• **SELECTED PASSAGE**:
○ ○ ○
Nina Mullen and Hilary Quartner are both from the HBS MBA Class of 2017. Nina has deep strategy and consumer products experience, notably at Bain & Company and Harry’s (where she focused on launching Harry’s at Target). Most recently, Nina led launch and operations for new business lines at Dia&Co as well as their private label business. At Hilma, Nina leverages her expertise launching innovative products in the DTC and retail space, her Harvard MBA, and personal experiences of being raised by two doctors. Nina collaborates with the scientific advisory board on leading Hilma’s unique research and development process, manufacturing and clinical research strategy as well as offline retail. Hilary has a finance, consumer products and retail background, notably as brand manager of FIJI Water. Most recently, Hilary led strategy and finance for Jetblack, a Walmart-incubated start-up that pioneered conversational commerce. At Hilma, Hilary leverages her personal passion for consumer products and integrative health with her Harvard MBA, and impressive professional history of launching new consumer brands, to build and operate Hilma's online retail channels, growth marketing and finance. Hilary is focused on ensuring the customer experience is executed flawlessly – from first click to product delivery.

Our entrepreneurial journey in some ways can be mapped back to one of the first parties during RC year. We met in a friend’s apartment prior to the event and immediately bonded over a shared love of India (we both lived there at various times), startups, and the natural foods space. We even realized that we had a mutual friend who then turned out to be one of our first investors when we started Hilma!

So today we want to share how two seemingly risk averse people (Hilary Quartner started her career in banking at Credit Suisse and Nina Mullen started her career in consulting at Bain) ended up starting a natural remedies brand, Hilma.

Our process before taking the entrepreneurial leap:

1.       Have an idea that you actually care about

As our friendship continued to develop over our two years at HBS, it became clear that we both loved the idea of starting a business and had complementary temperaments. We casually discussed starting something in the food space (which we are both passionate about) but we never had an idea that either of us thought was worth the opportunity cost. We did not force it and each went our separate ways after graduation, accepting roles at other startups in New York.

Of course, the “aha" moment for Hilma happened at a completely random time with Nina and Hilma’s third co-founder, Lily Galef. We had a moment of shock when we looked at the label of a common immune support product, one of those sugar-y Vitamin C packets, and realized that this trusted product we had always turned to was loaded with sugar, additives and flavorings. Nina and Lily brought this realization to Hilary, and together, we all wondered why the natural remedies we had had personally found success with were absent from pharmacy shelves, and why we had a different standard for the labels in our medicine cabinets than we did for products everywhere else. The more we searched, the more we came to understand that the product category we sought – a scientifically backed, natural solution to help us feel better – didn’t exist.
○ ○ ○
• **SOURCE INFORMATION**:

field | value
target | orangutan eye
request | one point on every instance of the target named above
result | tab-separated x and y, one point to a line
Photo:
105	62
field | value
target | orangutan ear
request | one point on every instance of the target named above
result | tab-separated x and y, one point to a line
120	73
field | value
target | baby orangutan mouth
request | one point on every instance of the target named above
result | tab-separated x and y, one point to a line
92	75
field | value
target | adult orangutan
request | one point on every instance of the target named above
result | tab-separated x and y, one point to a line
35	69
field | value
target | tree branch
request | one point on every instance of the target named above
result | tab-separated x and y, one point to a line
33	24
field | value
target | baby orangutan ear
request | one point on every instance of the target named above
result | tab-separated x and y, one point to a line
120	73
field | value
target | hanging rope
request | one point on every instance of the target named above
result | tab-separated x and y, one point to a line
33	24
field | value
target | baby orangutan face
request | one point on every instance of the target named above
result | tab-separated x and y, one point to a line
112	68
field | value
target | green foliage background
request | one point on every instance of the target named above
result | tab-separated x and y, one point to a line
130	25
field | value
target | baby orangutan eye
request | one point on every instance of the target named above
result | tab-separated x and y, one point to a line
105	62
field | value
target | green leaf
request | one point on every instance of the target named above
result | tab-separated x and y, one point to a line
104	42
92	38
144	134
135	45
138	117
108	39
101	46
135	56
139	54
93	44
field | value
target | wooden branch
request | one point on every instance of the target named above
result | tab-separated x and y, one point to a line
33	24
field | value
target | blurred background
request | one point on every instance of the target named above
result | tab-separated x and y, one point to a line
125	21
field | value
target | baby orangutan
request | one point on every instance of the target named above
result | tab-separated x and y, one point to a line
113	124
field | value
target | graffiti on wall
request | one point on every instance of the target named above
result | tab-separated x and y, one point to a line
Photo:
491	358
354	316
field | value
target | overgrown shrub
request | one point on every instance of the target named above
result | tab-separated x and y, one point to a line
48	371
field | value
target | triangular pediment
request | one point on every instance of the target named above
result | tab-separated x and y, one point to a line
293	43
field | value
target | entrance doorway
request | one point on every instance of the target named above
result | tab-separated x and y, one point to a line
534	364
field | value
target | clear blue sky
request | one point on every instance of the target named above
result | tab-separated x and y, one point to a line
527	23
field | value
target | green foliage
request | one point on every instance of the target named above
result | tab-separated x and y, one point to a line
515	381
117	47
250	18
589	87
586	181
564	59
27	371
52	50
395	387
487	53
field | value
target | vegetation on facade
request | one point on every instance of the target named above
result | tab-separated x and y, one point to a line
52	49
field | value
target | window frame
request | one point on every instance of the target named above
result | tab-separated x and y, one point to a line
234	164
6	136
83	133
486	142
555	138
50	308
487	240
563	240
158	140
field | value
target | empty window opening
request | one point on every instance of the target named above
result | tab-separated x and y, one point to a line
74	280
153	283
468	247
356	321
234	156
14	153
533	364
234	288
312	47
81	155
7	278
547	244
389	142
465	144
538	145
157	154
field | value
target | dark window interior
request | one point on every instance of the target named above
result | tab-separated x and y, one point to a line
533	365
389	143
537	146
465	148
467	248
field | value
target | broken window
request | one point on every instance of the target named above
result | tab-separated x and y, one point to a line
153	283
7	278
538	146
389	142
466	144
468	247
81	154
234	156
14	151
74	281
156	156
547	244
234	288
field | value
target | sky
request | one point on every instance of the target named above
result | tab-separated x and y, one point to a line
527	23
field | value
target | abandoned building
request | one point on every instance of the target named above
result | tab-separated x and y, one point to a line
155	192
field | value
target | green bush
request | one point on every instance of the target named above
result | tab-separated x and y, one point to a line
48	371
○ ○ ○
• **WHAT TO WORK ON**:
• 1. Can you copy, word for word, the part of the Hilma founders' story that opens with "As our friendship" and closes with "in New York."?
• 2. How would you continue the Hilma founders' story from where it stops?

• **ANSWERS FOR EACH ITEM**:
• 1.
As our friendship continued to develop over our two years at HBS, it became clear that we both loved the idea of starting a business and had complementary temperaments. We casually discussed starting something in the food space (which we are both passionate about) but we never had an idea that either of us thought was worth the opportunity cost. We did not force it and each went our separate ways after graduation, accepting roles at other startups in New York.

• 2.
2.       Diligently research the idea to pressure test both the concept, but also, your commitment

Once you have an idea you care about, you start to think about it All. The. Time. This phase is incredibly important to see if your excitement tires as you answer the very important questions: Am I willing to think about this problem every day, for years? What is every single doubt or concern I have? Do I want to tell everyone I know about this? What am I willing to give up (precious time with friends and family, other interesting jobs, money!) to make this happen?

Since this phase is so essential, we tried to put as much structure around it as possible, forcing ourselves to do customer research (surveys, focus groups, Minimum Viable Product tests) and competitive research with self-imposed deadlines to help keep us on track.

3.       Build a team you trust before you leave your job

The success of any idea relies on the ability of a team to work together and execute. So, as we worked nights and weekends to conduct our diligence, pull our initial pitch together, and ensure that the right experts were in place, we were also learning about our team dynamic. During that time, we got a sense of what it felt like to work together in a professional capacity beyond friendship, and discussed all of the challenges we could encounter as a team. In many ways this time was crucial to preempting difficult moments down the line and to gaining trust in each other.

4.       Force yourself to pitch to people whose opinions you care about

We pushed ourselves to pitch our idea, even when we knew all of the questions weren’t perfectly answered, to people whose opinions we trusted. Sometimes the feedback was difficult, and sometimes it was great, but it was always helpful.

Ensure that you talk to a range of people with objective and valuable perspectives –that means not just your family and friends. Leverage your network (for us that was from HBS) of people who work in investing, other relevant businesses, and those who have founded companies before to make sure your ideas and approach pass muster.

5.       Try to talk yourself out of it :)

It is going to be a long, challenging road. Be honest with yourself –if you’ve confronted the hardest parts of what could come, and you STILL think it’s worth it, you’re on your way.